EXTRACTED INFORMATION —
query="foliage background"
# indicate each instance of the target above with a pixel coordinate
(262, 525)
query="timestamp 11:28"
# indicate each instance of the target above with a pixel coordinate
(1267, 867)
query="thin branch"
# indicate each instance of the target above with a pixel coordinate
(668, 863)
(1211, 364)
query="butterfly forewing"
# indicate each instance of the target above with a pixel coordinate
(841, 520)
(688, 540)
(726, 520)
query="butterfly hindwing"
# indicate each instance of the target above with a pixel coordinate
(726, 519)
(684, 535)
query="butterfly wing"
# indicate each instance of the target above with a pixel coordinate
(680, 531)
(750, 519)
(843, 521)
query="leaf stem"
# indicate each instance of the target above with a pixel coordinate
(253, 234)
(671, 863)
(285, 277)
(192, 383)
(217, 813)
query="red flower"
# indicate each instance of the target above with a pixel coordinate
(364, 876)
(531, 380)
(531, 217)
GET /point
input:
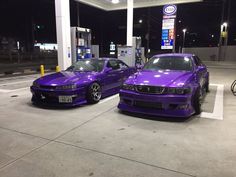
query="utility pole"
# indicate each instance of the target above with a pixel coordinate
(148, 29)
(77, 12)
(228, 21)
(221, 37)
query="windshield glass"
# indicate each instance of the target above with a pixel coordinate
(169, 63)
(87, 66)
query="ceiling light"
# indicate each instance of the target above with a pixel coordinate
(115, 1)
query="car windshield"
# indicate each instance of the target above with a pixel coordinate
(169, 63)
(87, 66)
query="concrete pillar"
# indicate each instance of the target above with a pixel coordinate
(63, 33)
(130, 14)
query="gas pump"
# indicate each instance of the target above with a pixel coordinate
(80, 43)
(132, 55)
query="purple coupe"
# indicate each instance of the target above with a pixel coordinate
(85, 81)
(168, 85)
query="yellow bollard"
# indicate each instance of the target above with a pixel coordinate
(42, 70)
(58, 69)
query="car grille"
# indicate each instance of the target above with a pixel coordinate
(145, 104)
(47, 87)
(150, 89)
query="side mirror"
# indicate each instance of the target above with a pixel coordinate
(139, 67)
(107, 70)
(201, 68)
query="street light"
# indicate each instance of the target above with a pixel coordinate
(184, 31)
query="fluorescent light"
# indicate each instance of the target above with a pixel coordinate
(115, 1)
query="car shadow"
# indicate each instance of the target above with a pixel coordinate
(157, 118)
(50, 107)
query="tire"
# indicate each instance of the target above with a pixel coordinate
(94, 93)
(196, 103)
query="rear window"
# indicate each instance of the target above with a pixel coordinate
(169, 63)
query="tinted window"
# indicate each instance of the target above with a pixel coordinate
(169, 63)
(113, 64)
(123, 65)
(197, 61)
(87, 66)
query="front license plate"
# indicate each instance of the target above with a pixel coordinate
(65, 99)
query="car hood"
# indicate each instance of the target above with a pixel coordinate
(64, 78)
(161, 78)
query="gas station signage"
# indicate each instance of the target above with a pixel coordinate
(168, 27)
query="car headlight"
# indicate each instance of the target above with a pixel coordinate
(35, 84)
(128, 87)
(66, 87)
(179, 91)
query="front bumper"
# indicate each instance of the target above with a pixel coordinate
(51, 97)
(157, 105)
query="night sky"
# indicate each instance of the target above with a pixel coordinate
(31, 20)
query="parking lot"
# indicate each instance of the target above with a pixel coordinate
(98, 140)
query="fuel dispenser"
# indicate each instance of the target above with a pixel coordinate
(132, 55)
(80, 43)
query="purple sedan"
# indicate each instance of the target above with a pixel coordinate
(168, 85)
(85, 81)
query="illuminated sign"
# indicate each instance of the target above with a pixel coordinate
(168, 27)
(112, 49)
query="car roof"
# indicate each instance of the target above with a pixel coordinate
(175, 55)
(103, 59)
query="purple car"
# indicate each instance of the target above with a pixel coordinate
(168, 85)
(85, 81)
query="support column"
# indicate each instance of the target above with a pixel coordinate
(130, 14)
(63, 33)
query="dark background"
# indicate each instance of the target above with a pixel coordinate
(32, 21)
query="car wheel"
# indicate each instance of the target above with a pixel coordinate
(94, 93)
(197, 103)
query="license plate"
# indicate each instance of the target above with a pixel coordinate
(65, 99)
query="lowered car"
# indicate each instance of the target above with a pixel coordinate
(86, 81)
(168, 85)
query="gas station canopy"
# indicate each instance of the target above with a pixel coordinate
(110, 5)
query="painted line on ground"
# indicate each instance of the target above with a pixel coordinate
(15, 90)
(14, 83)
(218, 112)
(108, 99)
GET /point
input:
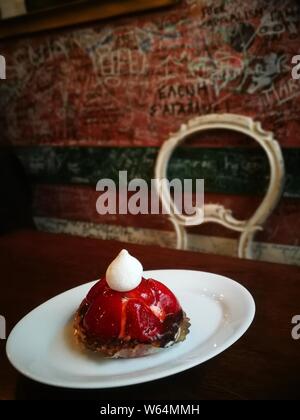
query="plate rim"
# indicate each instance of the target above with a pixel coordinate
(235, 337)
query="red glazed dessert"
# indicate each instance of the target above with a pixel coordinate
(129, 323)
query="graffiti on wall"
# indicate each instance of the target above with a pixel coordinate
(133, 82)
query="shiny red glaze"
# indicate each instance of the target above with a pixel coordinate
(135, 315)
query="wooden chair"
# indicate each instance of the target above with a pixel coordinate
(217, 213)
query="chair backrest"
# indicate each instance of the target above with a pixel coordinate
(214, 212)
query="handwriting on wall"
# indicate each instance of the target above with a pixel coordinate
(134, 81)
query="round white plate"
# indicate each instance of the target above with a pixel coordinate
(42, 347)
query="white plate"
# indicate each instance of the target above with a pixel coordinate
(42, 347)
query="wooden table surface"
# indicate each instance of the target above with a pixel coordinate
(264, 364)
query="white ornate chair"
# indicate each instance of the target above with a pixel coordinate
(214, 212)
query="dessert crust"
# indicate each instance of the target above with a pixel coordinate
(122, 348)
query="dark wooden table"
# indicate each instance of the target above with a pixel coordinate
(264, 364)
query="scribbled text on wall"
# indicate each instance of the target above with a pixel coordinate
(2, 67)
(296, 68)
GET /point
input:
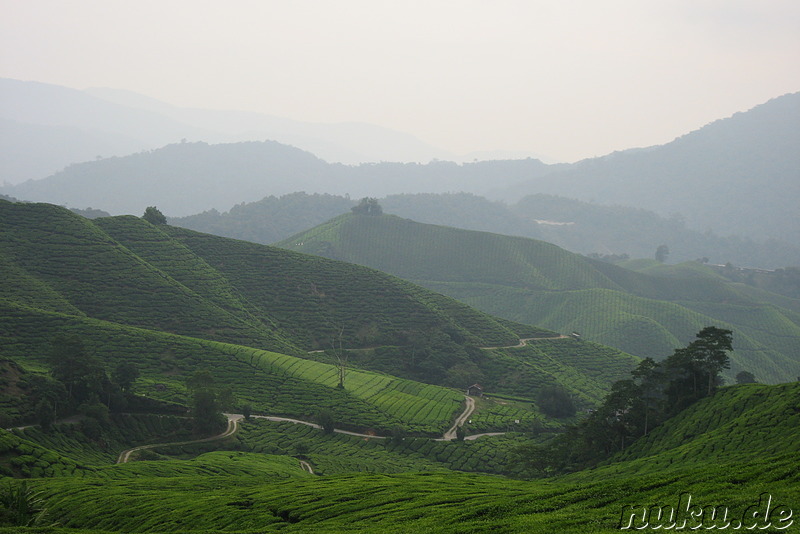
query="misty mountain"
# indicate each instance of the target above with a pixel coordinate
(577, 226)
(739, 175)
(186, 178)
(45, 127)
(347, 142)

WHAT TO PRODUCE — Which lines of the entries above contain the string "purple"? Copy each one.

WRITTEN REPLY —
query="purple coupe"
query="purple sedan"
query="purple car"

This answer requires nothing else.